Aim: Only the lines from the one containing "Task: annotate the meadow" through the end of the entries should be repeated, exactly as they appear, first and last included.

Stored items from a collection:
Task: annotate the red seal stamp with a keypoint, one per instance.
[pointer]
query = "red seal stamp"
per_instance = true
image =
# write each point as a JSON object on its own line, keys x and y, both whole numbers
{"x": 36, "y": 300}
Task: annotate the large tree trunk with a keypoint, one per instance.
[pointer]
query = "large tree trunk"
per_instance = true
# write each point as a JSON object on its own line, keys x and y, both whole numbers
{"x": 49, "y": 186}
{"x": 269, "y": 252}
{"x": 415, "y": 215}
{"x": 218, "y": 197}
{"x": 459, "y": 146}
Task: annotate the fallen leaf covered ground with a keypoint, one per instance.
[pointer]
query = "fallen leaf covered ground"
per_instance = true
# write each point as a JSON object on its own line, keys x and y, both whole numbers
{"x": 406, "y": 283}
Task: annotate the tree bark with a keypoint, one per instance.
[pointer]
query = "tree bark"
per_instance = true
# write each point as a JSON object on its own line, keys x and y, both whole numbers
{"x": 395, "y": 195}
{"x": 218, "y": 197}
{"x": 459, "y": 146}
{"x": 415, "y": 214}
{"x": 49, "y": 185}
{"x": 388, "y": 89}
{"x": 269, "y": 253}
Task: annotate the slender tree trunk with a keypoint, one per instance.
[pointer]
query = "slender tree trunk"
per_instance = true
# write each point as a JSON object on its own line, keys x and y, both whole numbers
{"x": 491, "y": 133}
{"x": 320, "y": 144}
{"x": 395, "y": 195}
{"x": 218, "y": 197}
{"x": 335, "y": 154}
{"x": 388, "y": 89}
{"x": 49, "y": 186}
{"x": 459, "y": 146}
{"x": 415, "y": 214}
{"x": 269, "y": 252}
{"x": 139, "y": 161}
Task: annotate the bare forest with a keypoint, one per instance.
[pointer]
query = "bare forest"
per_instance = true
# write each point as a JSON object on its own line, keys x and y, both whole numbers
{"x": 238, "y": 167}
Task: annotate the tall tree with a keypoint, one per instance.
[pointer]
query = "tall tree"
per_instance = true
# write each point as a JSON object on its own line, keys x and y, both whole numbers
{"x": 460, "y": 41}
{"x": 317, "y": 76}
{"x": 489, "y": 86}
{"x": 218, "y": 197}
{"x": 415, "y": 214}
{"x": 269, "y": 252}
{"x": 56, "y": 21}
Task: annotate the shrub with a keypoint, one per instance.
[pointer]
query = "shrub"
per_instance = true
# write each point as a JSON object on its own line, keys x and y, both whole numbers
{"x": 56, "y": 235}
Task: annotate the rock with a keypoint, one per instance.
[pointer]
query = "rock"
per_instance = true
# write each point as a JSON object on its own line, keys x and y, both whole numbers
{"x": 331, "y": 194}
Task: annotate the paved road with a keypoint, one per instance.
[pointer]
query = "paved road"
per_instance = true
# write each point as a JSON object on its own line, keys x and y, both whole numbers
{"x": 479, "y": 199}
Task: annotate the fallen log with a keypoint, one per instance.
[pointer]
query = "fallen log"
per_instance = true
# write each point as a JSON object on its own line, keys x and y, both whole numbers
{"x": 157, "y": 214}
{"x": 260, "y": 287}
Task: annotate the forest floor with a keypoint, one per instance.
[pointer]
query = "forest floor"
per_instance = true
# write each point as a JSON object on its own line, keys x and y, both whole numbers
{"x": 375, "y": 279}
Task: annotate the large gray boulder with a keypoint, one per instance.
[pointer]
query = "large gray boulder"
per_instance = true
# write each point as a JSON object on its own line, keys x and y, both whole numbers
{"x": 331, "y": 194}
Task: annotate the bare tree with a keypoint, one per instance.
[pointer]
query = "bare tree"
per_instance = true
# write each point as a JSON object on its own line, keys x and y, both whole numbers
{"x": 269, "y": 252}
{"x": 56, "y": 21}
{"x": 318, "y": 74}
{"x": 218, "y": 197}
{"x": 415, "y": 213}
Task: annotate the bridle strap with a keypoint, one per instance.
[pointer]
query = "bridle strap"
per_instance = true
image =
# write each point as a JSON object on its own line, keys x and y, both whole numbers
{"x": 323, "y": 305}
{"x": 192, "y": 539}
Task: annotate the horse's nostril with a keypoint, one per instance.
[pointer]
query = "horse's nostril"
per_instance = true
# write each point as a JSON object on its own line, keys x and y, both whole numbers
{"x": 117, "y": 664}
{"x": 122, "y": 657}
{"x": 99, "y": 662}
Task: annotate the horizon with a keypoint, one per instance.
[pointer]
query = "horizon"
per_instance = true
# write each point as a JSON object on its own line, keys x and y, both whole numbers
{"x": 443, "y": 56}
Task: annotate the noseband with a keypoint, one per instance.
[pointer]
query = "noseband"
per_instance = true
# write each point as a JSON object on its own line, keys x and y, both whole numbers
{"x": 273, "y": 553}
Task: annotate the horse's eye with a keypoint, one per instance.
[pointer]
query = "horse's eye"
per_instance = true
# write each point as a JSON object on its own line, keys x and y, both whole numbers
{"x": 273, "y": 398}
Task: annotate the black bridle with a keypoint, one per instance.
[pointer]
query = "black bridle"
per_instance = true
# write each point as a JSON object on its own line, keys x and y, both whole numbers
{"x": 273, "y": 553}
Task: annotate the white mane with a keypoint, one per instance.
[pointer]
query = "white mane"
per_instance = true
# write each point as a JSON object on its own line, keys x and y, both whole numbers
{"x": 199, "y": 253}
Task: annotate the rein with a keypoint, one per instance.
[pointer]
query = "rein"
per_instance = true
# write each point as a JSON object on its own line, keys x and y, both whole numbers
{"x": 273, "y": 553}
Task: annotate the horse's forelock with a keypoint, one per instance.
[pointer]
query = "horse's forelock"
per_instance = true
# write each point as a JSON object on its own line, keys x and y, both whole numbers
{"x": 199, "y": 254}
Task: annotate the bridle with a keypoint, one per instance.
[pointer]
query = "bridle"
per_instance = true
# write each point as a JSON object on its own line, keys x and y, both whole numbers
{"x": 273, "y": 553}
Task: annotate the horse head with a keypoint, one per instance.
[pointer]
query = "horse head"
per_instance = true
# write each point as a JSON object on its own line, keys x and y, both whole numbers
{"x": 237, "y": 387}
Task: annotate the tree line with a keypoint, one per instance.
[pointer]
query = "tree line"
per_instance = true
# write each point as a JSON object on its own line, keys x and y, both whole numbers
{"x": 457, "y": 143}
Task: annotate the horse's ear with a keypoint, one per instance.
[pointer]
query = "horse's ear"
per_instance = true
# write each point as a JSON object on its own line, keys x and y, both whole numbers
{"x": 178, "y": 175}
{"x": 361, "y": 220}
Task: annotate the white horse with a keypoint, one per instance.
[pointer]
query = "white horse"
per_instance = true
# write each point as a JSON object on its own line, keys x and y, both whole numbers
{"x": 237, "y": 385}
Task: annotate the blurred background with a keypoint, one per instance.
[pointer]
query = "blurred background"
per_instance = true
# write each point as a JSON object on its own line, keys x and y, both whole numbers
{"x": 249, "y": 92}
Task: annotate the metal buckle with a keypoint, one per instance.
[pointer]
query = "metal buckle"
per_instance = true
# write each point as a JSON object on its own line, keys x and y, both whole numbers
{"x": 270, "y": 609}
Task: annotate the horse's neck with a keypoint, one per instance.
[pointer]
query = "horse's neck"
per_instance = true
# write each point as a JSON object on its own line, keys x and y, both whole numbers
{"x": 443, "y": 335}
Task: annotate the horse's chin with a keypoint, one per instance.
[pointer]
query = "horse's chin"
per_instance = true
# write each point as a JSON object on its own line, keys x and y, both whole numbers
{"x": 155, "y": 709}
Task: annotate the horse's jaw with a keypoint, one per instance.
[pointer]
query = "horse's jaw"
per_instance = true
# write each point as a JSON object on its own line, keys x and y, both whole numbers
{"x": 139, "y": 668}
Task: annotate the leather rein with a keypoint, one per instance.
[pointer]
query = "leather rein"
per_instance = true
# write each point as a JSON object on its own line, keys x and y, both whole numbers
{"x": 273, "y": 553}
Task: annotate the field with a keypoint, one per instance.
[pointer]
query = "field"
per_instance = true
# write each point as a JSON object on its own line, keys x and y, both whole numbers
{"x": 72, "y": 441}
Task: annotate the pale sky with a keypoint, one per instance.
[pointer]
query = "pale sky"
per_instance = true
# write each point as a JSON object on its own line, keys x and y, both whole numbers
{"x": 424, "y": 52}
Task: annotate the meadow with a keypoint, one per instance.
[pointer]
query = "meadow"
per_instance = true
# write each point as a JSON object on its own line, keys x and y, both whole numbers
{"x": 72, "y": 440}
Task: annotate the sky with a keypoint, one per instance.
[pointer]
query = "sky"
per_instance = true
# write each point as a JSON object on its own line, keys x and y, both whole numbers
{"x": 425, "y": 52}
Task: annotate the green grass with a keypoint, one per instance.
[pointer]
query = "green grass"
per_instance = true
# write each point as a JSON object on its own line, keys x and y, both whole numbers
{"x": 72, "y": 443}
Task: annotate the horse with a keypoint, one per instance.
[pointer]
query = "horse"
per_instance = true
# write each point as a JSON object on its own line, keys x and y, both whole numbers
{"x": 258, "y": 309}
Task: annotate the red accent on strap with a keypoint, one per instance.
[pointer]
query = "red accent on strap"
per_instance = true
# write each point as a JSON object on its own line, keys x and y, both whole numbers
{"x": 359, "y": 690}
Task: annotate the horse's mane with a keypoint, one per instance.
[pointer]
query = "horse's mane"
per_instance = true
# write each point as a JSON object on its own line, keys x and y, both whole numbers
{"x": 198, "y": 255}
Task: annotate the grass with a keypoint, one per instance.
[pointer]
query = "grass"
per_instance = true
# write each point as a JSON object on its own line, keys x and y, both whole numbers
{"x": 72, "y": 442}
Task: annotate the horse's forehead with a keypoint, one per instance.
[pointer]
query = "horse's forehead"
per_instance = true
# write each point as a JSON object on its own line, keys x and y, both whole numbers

Complete response:
Task: annotate the meadow with a keypoint, one per instance.
[pointer]
query = "meadow"
per_instance = true
# write each point as a JSON object on its own line, keys x and y, both whole numbers
{"x": 72, "y": 440}
Task: annotate the sky with a keypoint, one per instance.
[pointer]
query = "sky"
per_instance = true
# write each point as a JSON object on its own line, keys x and y, both whole numbers
{"x": 425, "y": 52}
Task: annotate the green grass with a keypoint, one per instance.
[pointer]
query = "green grass"
per_instance = true
# write each point as a JSON object on its own line, keys x and y, both whole numbers
{"x": 72, "y": 443}
Task: annotate the horse with a keypoint, one per instance.
[pointer]
query = "horse"
per_instance = true
# write each point as a JSON object on its own line, keys x and y, both whole numbers
{"x": 258, "y": 309}
Task: annotate the red accent on strap with a keypoint, one per instance.
[pointer]
query = "red accent on strap"
per_instance = true
# write each point as a JSON object on its own line, keys x and y, both whole numbers
{"x": 359, "y": 690}
Task: annotate the horse's mane with a keypoint, one per instance.
[pointer]
query = "horse's mane"
per_instance = true
# write each point as a JSON object on its own line, keys x and y, both whole numbers
{"x": 198, "y": 255}
Task: annotate the grass with a keypoint, one per instance.
[pointer]
query = "grass"
per_instance = true
# write each point as a JSON object on its own line, keys x and y, both whole numbers
{"x": 72, "y": 442}
Task: annotate the horse's forehead with a keypoint, one per instance.
[pointer]
query = "horse's forehead"
per_instance = true
# write each point as a JSON object on its own line, keys x and y, both whole numbers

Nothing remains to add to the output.